__EXERCISE__.
Isolate every line in the records below with "blue" in it.

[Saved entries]
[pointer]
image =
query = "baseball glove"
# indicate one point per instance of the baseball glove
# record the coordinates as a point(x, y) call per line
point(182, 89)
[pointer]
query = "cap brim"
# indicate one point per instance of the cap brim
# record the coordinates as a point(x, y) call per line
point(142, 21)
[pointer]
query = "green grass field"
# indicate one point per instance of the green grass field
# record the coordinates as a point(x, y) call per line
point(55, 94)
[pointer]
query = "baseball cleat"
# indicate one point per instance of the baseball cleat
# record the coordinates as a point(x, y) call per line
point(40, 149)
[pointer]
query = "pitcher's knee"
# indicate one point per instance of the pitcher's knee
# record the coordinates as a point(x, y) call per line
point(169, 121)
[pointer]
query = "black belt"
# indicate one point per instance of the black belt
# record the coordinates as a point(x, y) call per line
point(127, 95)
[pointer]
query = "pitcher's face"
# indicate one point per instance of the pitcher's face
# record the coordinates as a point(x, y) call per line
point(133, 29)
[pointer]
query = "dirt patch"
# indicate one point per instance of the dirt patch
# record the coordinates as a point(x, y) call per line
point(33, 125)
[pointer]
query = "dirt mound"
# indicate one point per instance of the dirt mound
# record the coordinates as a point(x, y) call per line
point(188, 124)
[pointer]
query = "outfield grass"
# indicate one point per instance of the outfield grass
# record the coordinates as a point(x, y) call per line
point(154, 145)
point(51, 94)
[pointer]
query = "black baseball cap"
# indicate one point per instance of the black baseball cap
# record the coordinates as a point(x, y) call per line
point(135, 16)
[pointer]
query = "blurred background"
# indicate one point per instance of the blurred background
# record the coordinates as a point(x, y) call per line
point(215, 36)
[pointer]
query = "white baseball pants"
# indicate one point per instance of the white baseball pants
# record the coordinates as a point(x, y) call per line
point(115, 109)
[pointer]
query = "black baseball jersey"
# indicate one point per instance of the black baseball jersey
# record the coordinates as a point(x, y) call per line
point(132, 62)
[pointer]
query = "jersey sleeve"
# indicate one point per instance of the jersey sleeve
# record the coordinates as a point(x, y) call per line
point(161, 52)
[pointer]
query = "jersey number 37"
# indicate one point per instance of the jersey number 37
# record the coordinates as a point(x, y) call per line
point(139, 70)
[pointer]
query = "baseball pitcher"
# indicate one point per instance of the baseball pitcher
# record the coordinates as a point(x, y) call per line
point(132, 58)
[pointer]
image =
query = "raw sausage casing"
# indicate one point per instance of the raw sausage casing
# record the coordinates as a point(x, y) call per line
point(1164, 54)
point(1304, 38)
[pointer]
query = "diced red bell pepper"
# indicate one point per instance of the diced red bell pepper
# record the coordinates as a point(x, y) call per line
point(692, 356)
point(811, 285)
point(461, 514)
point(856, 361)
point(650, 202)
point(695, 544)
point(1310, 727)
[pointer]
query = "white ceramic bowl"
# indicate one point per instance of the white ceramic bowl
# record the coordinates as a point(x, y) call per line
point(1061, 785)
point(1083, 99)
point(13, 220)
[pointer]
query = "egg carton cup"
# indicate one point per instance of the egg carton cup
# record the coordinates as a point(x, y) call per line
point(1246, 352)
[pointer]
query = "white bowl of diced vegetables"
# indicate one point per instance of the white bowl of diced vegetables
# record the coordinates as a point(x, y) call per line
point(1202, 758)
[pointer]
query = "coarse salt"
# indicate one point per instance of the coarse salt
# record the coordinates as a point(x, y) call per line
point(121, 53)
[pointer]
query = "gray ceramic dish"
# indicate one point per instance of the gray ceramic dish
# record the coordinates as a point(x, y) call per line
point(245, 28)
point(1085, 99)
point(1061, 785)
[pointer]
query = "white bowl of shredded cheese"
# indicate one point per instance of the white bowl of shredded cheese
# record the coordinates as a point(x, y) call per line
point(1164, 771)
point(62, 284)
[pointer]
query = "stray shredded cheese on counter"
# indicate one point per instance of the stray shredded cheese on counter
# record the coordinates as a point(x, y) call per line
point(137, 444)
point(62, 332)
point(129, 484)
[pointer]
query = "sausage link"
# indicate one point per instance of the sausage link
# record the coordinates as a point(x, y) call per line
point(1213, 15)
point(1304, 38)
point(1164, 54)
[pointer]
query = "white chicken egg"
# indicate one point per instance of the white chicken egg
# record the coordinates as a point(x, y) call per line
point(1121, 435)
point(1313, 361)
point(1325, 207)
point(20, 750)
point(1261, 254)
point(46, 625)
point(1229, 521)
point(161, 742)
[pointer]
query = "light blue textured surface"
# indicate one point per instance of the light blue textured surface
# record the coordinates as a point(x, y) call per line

__OUTPUT FOR THIS EXERCISE__.
query = "light blue textured surface"
# indicate one point per instance of the light blue textured surface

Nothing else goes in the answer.